Reproduce verbatim every line from the one that includes "the grass clump" to the closing line of the entries; omit everything before it.

Image point annotation entries
====

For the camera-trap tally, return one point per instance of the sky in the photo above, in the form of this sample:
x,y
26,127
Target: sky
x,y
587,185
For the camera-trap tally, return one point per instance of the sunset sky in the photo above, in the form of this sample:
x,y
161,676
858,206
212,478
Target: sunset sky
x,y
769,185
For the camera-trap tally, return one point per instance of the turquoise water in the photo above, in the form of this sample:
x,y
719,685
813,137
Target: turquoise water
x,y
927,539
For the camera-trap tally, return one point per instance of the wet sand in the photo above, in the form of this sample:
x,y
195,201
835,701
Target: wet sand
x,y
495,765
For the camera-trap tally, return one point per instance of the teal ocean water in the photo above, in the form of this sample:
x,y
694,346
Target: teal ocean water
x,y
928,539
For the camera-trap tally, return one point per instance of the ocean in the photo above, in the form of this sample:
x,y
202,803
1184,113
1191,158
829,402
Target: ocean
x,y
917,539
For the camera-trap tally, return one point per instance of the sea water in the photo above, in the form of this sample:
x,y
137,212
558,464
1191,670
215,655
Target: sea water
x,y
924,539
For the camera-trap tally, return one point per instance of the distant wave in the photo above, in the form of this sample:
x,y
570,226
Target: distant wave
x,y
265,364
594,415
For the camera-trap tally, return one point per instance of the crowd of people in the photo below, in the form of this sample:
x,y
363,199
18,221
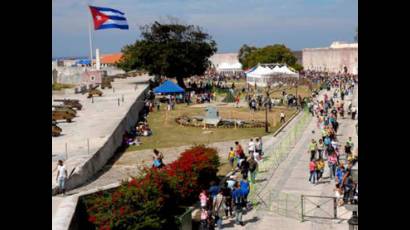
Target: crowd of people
x,y
229,199
327,149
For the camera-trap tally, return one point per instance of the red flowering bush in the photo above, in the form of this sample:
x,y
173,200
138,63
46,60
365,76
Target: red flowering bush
x,y
150,200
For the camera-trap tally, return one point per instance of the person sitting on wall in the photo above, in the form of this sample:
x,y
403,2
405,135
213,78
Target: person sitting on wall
x,y
146,131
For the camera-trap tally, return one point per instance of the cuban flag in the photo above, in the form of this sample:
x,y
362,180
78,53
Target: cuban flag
x,y
107,18
250,70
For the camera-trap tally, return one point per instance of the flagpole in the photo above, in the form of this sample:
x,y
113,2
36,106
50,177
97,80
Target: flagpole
x,y
90,41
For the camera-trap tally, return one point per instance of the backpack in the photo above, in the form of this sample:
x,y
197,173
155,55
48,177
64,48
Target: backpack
x,y
239,200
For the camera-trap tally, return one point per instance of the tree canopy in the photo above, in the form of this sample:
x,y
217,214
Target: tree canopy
x,y
277,53
172,50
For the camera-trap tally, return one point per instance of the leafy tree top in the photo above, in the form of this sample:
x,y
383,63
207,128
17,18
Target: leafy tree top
x,y
172,50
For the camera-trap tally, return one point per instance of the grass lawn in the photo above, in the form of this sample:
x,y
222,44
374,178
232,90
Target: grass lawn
x,y
167,133
59,86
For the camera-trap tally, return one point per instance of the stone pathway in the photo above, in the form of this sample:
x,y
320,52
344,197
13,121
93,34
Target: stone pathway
x,y
291,177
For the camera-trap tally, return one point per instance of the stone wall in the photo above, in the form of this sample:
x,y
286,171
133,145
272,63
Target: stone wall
x,y
72,75
88,169
331,59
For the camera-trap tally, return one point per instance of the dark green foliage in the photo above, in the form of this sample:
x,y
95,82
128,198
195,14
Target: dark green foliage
x,y
171,50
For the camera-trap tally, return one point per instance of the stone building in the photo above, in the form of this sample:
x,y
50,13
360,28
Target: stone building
x,y
339,57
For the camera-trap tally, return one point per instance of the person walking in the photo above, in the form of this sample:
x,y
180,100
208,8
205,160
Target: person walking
x,y
218,208
253,168
238,200
61,176
312,149
332,161
157,158
227,193
245,187
354,111
239,153
231,158
320,148
203,198
251,147
282,117
204,219
244,167
312,170
320,166
258,150
213,190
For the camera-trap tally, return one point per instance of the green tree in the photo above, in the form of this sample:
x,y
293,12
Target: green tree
x,y
172,50
277,53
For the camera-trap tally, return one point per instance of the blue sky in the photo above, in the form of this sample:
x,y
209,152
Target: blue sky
x,y
296,23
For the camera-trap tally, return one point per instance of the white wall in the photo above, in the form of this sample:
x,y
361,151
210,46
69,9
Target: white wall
x,y
331,60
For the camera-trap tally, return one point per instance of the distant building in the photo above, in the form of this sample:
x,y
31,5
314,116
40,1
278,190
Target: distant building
x,y
299,56
110,59
92,77
339,57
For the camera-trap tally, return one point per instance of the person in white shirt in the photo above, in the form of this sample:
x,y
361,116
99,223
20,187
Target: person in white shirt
x,y
61,176
251,147
258,150
282,117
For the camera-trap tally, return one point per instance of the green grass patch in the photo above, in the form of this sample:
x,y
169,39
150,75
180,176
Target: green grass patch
x,y
59,86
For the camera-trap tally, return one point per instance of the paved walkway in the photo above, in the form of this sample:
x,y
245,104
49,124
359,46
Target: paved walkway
x,y
291,177
128,164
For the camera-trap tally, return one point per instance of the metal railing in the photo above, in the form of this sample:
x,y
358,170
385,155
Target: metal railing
x,y
276,154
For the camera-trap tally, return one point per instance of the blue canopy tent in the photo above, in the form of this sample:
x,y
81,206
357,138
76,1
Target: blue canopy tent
x,y
83,62
168,87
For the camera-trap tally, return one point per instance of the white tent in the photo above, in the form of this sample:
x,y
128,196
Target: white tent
x,y
263,76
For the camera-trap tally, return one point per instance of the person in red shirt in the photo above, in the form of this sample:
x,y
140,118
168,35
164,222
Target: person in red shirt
x,y
312,169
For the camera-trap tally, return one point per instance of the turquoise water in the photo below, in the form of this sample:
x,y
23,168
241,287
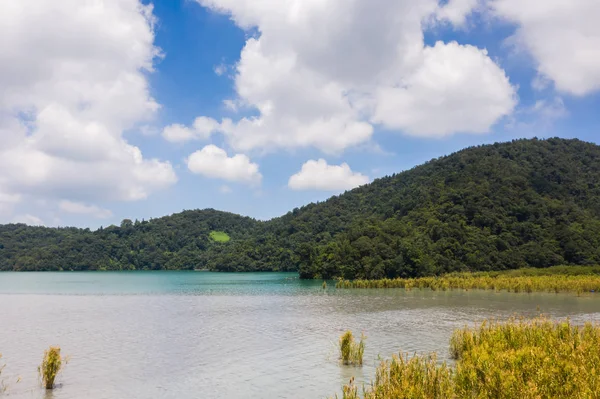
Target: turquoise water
x,y
154,283
185,335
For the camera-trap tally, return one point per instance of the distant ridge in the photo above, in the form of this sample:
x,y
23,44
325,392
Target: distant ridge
x,y
492,207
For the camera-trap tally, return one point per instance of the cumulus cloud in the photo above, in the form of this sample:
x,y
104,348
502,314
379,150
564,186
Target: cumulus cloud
x,y
73,79
84,209
457,11
213,162
318,175
225,189
563,38
319,74
202,128
439,98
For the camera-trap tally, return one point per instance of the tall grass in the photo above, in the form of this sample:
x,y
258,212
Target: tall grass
x,y
500,282
351,352
514,360
52,364
2,386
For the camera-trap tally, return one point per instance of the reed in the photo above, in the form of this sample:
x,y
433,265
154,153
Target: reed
x,y
351,352
579,284
52,364
519,359
2,386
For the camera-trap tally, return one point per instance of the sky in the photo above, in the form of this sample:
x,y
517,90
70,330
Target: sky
x,y
114,109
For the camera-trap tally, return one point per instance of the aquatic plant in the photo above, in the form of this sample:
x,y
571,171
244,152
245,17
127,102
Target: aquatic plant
x,y
52,364
524,359
2,386
579,283
351,352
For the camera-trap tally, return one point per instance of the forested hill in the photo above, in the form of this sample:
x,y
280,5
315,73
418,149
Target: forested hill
x,y
523,203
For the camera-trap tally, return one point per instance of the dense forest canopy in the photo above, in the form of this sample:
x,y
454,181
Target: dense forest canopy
x,y
493,207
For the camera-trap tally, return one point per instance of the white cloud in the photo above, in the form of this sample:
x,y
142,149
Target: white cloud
x,y
84,209
220,69
73,79
562,36
441,97
316,71
28,219
202,129
213,162
457,11
224,189
318,175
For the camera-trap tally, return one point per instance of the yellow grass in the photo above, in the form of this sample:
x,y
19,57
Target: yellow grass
x,y
351,352
51,365
543,283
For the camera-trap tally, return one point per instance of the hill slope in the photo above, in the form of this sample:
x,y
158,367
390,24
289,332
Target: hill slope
x,y
523,203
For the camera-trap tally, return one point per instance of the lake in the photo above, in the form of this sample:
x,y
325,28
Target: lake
x,y
185,335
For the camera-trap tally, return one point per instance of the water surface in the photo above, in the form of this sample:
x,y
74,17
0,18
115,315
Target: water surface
x,y
185,335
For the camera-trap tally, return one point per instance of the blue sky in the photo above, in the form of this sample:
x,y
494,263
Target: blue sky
x,y
139,110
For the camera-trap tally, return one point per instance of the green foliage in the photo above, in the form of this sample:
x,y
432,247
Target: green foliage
x,y
526,203
514,360
512,282
219,236
351,352
528,359
50,367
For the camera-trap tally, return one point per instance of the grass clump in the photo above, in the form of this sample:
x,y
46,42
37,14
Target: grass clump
x,y
576,283
519,359
2,386
52,364
351,352
528,359
219,236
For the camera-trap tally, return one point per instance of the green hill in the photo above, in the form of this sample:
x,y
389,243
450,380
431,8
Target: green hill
x,y
494,207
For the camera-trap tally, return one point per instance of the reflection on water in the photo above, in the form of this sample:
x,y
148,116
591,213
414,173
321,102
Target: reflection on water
x,y
189,335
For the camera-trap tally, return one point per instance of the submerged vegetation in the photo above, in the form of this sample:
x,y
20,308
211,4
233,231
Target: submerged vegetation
x,y
2,386
351,352
517,281
526,203
518,359
52,364
219,236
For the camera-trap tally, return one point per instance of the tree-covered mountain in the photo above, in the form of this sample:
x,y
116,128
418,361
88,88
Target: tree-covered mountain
x,y
509,205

====

▶ **Task answer**
For the camera-trap tally, return one point per instance of the grass clump in the photo above, in the form of this sample:
x,y
46,42
37,14
Target: grass clump
x,y
576,283
519,359
2,386
52,364
351,352
528,359
219,236
For the camera-trap tally, return one point per instance of the green hill in the photo above, in the form of this sample:
x,y
389,243
450,380
431,8
Target: green hill
x,y
494,207
For the camera-trap tally, return one point per instance of the reflection on water in the photo above, in the form of this sample:
x,y
148,116
591,213
414,173
321,102
Target: reflection on water
x,y
189,335
For the camera-trap tally, return one point per instance of the submerged vegetation in the photo above, in the form of this sample:
x,y
20,308
211,4
233,231
Target: submerged vegetation
x,y
2,386
351,352
517,281
526,203
518,359
52,364
219,236
For the camera-trap tally, return one point per instance of the tree-covered mountain in the photo above, in the form of this sample:
x,y
116,128
418,361
88,88
Target: tree-covered mountain
x,y
509,205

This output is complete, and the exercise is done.